High numbers can make insecure men feel more insecure about themelves, conservative men may feel like she is comprimised morals, and freak like me would say "Good she knows how to get down!! Or at least should!"


----------



## treyvion

OhGeesh said:


> High numbers can make insecure men feel more insecure about themelves, conservative men may feel like she is comprimised morals, and freak like me would say "Good she knows how to get down!! Or at least should!"


And a freak like you knows that high numbers are no guarantee at all that someone knows how to get down. 

Cause they might have had abysmal sex with each 500 people that they laid with one or two times each.


----------



## JCD

DvlsAdvc8 said:


> Cut for length and key points I wanted to respond to.
> 
> 
> 
> You understand that it's not the player's "count" that drives the disgust for players right? It's that he maintains a pretense that he's interested in more than sex.
> 
> I'm defining things only as narrowly as they MUST be in order to be considered hypocrisy. You must compare the reaction to LIKE things. Acting as a player, and having a lot of partners are two very different things. One does not need to behave as a player in order to have a lot of partners. So I can't accept a charge of hypocrisy in women's tendency to believe their number shouldn't matter while still being disgusted by players. The comparison is totally invalid. At issue re: players is deception, not their partner count.
> 
> The bar on count is the same. They look different to you because you're mixing bars for different things. Deception vs Partner count. Prostitution (dehumanization; whether you or I agree or not, this is how they tend to see it) vs Partner count, etc. See what I'm saying? Quite different things.


I am not sure I buy that. I believe SOME women disdain players for how they act...but others disdain players for their numbers. 

And again, not to be too blunt but a man, ANY MAN, has to 'play a game' to get with a girl. They need to say and do the right things. They need to engage their interest.

In all of nature, the MALES do the mating dance: locking horns, building nests, killing the head lion, showing a really big...tail feather.

The women, to a species, sits on their ass like a spectator and finally says 'yes' to one or another male on display.

### Material provided
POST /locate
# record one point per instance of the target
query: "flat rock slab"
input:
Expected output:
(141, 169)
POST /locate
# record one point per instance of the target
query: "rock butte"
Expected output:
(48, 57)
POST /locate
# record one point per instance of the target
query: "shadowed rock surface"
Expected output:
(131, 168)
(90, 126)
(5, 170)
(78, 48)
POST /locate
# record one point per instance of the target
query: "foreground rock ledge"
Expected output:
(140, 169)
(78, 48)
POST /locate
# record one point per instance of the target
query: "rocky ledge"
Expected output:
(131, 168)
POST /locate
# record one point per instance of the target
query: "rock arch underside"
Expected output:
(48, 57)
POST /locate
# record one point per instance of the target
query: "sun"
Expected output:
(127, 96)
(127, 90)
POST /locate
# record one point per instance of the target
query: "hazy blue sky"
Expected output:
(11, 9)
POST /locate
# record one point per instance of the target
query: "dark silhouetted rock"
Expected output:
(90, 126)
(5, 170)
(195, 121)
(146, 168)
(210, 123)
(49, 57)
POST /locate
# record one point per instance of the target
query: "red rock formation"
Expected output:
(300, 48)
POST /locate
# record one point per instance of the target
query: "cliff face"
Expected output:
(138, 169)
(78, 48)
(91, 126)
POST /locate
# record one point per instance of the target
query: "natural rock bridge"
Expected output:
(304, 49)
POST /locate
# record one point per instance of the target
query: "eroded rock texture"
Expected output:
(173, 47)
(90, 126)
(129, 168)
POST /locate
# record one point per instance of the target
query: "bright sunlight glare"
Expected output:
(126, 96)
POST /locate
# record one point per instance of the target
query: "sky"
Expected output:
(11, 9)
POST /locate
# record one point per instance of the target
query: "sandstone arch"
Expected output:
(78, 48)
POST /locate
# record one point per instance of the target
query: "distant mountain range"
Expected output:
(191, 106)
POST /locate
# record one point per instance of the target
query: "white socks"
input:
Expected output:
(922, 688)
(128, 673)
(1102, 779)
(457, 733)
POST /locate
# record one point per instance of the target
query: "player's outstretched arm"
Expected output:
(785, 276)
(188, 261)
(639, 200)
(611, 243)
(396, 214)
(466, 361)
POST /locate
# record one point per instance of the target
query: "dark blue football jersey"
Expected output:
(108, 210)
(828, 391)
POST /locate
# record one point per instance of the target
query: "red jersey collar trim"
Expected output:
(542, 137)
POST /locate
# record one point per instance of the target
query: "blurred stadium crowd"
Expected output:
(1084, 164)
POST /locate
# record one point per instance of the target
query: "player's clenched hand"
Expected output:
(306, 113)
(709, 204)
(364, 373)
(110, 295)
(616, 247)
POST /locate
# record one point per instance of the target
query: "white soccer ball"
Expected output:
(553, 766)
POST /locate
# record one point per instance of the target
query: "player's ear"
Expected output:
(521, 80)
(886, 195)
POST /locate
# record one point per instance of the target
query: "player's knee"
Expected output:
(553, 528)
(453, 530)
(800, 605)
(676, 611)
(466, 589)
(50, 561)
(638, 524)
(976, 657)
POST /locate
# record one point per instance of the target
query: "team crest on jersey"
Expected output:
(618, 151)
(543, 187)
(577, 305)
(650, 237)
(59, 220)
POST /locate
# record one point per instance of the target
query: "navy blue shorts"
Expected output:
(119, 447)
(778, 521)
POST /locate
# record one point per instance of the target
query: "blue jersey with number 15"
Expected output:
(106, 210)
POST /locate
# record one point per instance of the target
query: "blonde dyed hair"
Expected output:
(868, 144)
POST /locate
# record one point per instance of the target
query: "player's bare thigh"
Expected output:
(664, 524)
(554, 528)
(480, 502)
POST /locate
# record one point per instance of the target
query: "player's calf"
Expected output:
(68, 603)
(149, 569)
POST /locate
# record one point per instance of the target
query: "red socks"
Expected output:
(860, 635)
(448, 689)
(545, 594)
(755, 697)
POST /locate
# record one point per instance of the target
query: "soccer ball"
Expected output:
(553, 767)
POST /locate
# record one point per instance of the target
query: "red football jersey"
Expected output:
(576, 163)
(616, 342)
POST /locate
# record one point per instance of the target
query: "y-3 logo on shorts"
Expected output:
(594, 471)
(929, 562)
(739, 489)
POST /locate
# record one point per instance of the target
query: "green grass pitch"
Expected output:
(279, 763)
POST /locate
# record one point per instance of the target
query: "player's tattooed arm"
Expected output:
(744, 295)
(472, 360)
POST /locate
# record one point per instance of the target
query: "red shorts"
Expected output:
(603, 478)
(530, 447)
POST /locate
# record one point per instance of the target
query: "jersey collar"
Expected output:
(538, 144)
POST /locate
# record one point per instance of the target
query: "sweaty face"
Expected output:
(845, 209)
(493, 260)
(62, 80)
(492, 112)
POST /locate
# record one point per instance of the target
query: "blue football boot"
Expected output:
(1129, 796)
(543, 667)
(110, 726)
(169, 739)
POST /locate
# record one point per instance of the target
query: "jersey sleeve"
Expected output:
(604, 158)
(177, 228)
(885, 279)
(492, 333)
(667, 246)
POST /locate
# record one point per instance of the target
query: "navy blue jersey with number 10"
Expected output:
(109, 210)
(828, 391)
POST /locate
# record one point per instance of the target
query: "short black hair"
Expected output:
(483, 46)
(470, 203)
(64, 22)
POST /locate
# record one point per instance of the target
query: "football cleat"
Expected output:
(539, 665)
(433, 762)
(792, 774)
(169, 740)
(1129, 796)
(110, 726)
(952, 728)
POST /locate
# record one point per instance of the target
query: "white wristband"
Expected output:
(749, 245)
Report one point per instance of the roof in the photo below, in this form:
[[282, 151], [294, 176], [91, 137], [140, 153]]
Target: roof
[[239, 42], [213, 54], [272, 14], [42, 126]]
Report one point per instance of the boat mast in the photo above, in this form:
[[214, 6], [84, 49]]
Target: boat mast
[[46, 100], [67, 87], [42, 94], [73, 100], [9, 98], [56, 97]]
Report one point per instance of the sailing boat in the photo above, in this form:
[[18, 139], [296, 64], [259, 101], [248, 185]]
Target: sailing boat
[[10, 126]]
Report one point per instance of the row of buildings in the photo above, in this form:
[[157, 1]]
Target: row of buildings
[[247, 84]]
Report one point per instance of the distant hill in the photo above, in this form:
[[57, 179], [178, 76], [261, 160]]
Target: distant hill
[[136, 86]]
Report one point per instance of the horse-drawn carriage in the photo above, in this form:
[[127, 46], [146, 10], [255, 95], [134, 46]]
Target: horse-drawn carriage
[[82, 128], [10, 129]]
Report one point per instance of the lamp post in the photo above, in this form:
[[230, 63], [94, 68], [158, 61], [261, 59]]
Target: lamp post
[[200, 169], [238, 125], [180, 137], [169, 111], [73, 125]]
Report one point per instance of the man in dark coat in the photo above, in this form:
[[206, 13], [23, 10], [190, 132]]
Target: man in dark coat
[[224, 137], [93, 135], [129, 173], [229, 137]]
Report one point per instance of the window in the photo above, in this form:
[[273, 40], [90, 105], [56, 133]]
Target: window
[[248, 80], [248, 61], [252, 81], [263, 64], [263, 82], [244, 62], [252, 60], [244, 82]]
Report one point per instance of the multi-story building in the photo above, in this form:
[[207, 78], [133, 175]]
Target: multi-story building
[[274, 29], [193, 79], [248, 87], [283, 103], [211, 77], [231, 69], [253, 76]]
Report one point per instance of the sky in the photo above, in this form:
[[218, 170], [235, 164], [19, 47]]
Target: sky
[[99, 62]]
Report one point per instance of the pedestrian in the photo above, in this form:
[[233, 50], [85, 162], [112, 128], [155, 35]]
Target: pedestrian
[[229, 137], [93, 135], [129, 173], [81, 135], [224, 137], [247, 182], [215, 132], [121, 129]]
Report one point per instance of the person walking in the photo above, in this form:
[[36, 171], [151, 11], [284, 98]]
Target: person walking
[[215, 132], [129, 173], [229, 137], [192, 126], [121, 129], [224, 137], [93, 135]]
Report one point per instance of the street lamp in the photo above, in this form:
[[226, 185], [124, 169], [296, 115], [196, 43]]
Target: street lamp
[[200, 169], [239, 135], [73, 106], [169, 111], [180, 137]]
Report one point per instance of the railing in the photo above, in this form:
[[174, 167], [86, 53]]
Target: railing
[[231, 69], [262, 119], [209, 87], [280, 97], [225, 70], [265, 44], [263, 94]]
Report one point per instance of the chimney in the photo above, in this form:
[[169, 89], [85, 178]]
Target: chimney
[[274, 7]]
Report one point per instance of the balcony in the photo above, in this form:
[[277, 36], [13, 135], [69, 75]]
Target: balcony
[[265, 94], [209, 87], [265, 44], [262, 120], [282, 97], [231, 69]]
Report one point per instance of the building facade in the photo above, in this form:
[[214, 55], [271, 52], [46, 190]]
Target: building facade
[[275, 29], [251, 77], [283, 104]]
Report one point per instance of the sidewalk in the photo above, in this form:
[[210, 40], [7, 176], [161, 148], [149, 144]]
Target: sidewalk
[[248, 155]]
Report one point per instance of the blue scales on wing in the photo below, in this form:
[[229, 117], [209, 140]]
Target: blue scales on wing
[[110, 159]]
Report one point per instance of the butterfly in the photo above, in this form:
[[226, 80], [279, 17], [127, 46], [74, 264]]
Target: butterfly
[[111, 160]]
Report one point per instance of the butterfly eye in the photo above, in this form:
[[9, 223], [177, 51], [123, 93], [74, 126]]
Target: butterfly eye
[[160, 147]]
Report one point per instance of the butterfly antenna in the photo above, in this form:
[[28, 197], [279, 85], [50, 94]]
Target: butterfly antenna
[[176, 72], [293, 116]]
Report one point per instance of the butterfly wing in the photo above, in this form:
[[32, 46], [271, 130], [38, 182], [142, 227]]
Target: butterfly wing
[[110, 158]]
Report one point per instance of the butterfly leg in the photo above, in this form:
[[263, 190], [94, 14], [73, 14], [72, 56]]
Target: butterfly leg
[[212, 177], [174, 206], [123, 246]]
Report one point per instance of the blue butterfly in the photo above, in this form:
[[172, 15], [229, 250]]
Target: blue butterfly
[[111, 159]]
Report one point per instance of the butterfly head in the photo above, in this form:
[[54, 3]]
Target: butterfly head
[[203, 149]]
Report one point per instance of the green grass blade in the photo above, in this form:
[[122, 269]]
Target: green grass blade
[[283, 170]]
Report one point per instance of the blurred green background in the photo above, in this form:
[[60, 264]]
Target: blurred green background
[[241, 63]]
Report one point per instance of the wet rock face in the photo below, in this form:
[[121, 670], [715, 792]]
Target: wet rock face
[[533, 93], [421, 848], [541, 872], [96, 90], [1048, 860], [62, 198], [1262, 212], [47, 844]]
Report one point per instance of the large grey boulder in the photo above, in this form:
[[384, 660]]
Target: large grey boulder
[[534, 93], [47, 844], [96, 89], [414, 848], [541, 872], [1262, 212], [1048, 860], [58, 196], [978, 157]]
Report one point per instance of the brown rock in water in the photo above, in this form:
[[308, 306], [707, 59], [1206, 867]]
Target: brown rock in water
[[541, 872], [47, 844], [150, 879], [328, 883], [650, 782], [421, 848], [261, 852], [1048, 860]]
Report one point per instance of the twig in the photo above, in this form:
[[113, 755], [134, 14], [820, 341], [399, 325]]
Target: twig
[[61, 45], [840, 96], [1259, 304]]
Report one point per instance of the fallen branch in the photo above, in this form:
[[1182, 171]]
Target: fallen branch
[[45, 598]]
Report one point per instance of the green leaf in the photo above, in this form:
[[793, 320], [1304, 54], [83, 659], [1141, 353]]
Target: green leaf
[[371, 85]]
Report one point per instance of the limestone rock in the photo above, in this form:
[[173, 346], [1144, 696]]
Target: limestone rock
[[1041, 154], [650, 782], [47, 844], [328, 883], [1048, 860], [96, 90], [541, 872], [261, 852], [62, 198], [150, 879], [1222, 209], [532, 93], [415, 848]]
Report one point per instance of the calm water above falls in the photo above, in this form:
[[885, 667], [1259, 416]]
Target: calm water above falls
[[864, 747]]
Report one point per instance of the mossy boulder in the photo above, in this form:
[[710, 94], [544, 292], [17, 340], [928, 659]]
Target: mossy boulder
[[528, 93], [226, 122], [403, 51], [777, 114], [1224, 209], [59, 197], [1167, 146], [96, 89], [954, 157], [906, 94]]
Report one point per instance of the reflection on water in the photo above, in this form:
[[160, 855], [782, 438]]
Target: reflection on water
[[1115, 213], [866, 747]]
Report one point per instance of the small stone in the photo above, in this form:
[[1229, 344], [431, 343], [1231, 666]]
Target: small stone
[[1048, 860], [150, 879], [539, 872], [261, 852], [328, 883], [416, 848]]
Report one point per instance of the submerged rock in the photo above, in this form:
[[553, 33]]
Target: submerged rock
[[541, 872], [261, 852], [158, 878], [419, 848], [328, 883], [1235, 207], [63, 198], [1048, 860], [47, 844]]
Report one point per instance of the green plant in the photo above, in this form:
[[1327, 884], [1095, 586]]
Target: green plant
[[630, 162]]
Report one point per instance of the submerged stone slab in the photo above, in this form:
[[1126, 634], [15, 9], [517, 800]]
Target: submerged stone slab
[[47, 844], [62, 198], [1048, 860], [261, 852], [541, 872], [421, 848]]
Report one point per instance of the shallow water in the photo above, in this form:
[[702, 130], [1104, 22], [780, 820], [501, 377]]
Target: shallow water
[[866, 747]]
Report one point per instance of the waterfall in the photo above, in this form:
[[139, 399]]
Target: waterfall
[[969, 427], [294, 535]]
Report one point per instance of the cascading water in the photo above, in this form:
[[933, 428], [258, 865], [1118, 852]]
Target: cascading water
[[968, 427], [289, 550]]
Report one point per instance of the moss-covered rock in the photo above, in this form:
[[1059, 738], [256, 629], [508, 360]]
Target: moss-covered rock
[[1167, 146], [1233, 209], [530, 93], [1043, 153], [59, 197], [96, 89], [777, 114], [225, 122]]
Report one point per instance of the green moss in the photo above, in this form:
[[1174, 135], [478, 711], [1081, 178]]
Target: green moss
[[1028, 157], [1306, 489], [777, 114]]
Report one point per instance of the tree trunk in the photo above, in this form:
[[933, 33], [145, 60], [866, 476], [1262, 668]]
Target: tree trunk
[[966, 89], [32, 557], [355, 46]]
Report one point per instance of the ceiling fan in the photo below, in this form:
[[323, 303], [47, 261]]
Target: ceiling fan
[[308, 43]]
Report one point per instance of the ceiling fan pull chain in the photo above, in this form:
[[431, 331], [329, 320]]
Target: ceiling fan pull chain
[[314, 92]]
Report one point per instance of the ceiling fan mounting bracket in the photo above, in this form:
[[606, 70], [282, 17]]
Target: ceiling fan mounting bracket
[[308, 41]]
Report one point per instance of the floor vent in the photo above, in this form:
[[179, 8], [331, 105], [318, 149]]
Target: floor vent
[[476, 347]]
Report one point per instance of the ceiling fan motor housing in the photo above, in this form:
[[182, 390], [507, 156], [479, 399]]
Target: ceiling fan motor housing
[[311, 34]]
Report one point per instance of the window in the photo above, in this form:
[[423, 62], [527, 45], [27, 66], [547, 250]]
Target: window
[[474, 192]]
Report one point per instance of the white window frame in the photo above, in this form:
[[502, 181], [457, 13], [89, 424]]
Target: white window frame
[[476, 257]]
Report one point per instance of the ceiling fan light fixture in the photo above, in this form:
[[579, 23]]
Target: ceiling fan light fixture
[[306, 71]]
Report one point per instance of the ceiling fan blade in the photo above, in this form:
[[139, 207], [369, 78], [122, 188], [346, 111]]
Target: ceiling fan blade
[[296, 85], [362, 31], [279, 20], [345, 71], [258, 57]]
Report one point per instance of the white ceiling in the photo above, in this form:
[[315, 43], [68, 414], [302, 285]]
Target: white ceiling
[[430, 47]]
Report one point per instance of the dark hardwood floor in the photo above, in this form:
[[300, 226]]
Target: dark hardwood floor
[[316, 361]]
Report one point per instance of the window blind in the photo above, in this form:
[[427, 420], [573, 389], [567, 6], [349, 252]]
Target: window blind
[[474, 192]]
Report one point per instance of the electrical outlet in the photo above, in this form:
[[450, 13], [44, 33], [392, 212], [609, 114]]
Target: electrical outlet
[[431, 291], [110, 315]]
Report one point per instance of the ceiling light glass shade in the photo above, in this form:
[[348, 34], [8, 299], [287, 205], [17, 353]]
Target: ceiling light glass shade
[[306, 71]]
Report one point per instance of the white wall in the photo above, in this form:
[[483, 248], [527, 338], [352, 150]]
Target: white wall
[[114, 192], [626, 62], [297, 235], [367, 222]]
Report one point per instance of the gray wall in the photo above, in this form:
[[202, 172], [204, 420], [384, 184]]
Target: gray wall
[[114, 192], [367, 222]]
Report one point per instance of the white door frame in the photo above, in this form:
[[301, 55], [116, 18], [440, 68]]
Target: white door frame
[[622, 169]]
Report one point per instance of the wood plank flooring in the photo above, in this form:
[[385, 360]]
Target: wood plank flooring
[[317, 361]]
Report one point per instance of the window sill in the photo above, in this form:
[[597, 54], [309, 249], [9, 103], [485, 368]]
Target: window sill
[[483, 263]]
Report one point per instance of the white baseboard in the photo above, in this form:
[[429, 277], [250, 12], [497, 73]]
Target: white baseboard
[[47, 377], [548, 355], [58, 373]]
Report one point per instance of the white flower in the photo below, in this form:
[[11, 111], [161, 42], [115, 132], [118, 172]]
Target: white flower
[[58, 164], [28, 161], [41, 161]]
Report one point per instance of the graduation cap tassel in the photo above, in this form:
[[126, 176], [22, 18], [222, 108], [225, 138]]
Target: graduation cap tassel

### Task requirements
A) From the forum thread on partner counts, extract the passage starting with "I am not sure" and going on through "really big...tail feather.".
B) In the forum thread on partner counts, why does DvlsAdvc8 refuse to accept the charge that women are hypocritical for being disgusted by players while believing their own number shouldn't matter?
C) Carry on with the forum thread on partner counts from the point where it stops.
None of the entries are needed here.

### The answers
A)
I am not sure I buy that. I believe SOME women disdain players for how they act...but others disdain players for their numbers. 

And again, not to be too blunt but a man, ANY MAN, has to 'play a game' to get with a girl. They need to say and do the right things. They need to engage their interest.

In all of nature, the MALES do the mating dance: locking horns, building nests, killing the head lion, showing a really big...tail feather.

B) DvlsAdvc8 holds that acting as a player and having a lot of partners are two very different things, so the comparison is invalid. What drives the disgust for players is deception, meaning the pretense of being interested in more than sex, not their partner count.

C)
Which one takes more effort? I think women REALLY don't like what a player represents: that women can be so shallow and superficial to actually BUY into the shinola the Player sells...and yet they have the notches on their belt to prove things that women perhaps don't want to admit about themselves.

There is a lot for women to hate about players.

And I disagree that players 'only' offer a fake relationship to women, though whatever gets the job done I guess. I am guessing their normal tactics are giving tons of ego buffs, attracting interest, isolation, alcohol with heavy rationalizations and excuses ('This is natural. *Having sex with a lot of people is no big deal.* Your boyfriend/husband doesn't appreciate you.' Now...where have I heard the arguments about 'sex being no big deal' again? Hmm! The 'big numbers girls' sure SOUND like players...), not offering her a wedding ring in a BAR.


----------



## JCD

Oversharing

I am struck by the quote: A Russian and a Communist?

How about 'A Prostitute?"

A partner beyond the pale. Both genders have them.


----------



## always_alone

JCD said:


> In all of nature, the MALES do the mating dance: locking horns, building nests, killing the head lion, showing a really big...tail feather.
> 
> The women, to a species, sits on their ass like a spectator and finally says 'yes' to one or another male on display.


Actually research shows that there is much variation within and between species. The males don't do all of the competing, and females don't do all of the choosing.

Indiscriminate females and choosy males: within- and between-specie... - PubMed - NCBI

The "men hunt" and "women sit on their ass" meme came from presumptions about parental investment that aren't actually true -- and not just for outlying and rare species, but all over the place.


----------



## treyvion

JCD said:


> I am not sure I buy that. I believe SOME women disdain players for how they act...but others disdain players for their numbers.
> 
> And again, not to be too blunt but a man, ANY MAN, has to 'play a game' to get with a girl. They need to say and do the right things. They need to engage their interest.
> 
> In all of nature, the MALES do the mating dance: locking horns, building nests, killing the head lion, showing a really big...tail feather.
> 
> The women, to a species, sits on their ass like a spectator and finally says 'yes' to one or another male on display.
> 
> Which one takes more effort? I think women REALLY don't like what a player represents: that women can be so shallow and superficial to actually BUY into the shinola the Player sells...and yet they have the notches on their belt to prove things that women perhaps don't want to admit about themselves.
> 
> There is a lot for women to hate about players.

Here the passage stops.